SHORT PROBLEM A -
Answer these questions from the call for papers:
(i) In what city and on what dates will New Modernisms II be held?
(ii) In the Woolf quotation, whose diaries is she reading?
(iii) In the Isherwood quotation, what does the speaker say "I am"?
SHORT PROBLEM B -
Carry the call for papers on personal writings between the two world wars forward from where it stops.

TEXT TO READ -
══════════
CFP: Personal Writings Between the Two World Wars (3/21; MSA, 10/12-10/15)

From: Jonathan Goldman (Jonathan_Goldman@brown.edu)
Date: Wed Mar 08 2000 - 17:25:21 EST


Call for papers for a proposed panel for the Modernist Studies Association's
New Modernisms II
Philadelphia, PA, October 12-15, 2000

"The Monstrous Personal Chronicle": Personal Writings Between the Two
World Wars

I am a camera with its shutter open, quite passive, recording, not
thinking . . . Some day this will have to be developed, carefully printed,
fixed. (Isherwood, Berlin Diaries)

Reading Gide's diaries . . . An interesting knotted book. It's queer that
diaries now pullulate. No one can settle to a work of art. (Woolf,
Diaries Vol. 1)
══════════
[Position identification records]

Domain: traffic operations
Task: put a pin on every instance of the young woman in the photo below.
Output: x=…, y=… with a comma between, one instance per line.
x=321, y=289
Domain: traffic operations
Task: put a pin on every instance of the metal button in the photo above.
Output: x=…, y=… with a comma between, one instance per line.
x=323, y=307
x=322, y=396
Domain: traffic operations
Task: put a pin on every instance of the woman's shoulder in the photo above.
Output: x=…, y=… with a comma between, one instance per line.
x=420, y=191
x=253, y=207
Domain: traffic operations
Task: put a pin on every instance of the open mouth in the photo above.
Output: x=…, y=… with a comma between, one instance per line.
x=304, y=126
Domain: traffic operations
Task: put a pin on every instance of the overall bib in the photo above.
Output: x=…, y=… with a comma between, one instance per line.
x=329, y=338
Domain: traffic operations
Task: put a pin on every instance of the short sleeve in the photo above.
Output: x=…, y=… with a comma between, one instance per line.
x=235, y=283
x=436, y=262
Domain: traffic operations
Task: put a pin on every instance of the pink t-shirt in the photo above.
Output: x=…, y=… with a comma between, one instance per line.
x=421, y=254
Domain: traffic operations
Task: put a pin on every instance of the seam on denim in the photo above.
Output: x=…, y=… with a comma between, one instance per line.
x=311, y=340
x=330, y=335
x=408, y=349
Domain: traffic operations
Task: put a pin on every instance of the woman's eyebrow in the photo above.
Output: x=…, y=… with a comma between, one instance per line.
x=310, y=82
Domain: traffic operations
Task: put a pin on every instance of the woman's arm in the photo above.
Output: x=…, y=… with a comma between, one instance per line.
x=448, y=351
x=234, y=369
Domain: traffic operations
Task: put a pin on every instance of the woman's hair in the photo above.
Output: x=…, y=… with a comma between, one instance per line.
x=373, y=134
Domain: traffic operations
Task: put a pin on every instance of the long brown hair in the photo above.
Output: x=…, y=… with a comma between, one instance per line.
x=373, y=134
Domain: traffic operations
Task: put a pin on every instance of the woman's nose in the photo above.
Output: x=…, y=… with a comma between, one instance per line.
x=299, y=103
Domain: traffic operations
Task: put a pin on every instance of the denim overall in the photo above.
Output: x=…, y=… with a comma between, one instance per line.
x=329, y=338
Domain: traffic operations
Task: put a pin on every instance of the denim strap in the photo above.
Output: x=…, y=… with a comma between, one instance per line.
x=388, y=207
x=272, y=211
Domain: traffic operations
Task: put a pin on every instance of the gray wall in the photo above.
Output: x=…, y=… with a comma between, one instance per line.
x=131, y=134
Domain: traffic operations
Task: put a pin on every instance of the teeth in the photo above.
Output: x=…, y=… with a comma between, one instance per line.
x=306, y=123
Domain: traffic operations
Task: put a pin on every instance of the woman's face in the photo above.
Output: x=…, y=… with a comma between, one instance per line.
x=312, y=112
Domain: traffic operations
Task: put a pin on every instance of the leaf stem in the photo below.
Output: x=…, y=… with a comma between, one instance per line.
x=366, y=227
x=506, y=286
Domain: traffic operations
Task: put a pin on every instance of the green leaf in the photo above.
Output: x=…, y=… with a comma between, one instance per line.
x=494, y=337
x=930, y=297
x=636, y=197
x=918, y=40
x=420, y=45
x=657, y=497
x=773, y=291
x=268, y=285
══════════
OUTPUT A -
(i) Philadelphia, PA, October 12-15, 2000
(ii) Gide's
(iii) A camera with its shutter open

OUTPUT B -
The 1920s and 1930s marked the flourishing - or "pullulating" - of a
literary genre that Robert Scholes has termed "The Monstrous Personal
Chronicle." The individual volumes of these works may currently fall
under the generic categories of diary (Nin, Woolf), memoir (Vera
Brittain), auto/biography (Stein), autobiographical novel (Richardson,
H.D.), or indeed, just novel (Miller, Ford, Rhys), and even poetry
(Pound), but in each case, in various ways, the texts resist such
categorizations. They tend to share some of the following
characteristics:

Sheer size, and an unfinished quality to individual volumes.

A narrative organized by time rather than plot.

A focus on the details - often the minutiae - of the writer's life.

Often, as in the case of Nin, Siegfried Sassoon, Isherwood, Brittain,
Storm Jameson, writers narrated the same material in different modes -
one purportedly fiction, one purported non-fiction - that clearly
overlap.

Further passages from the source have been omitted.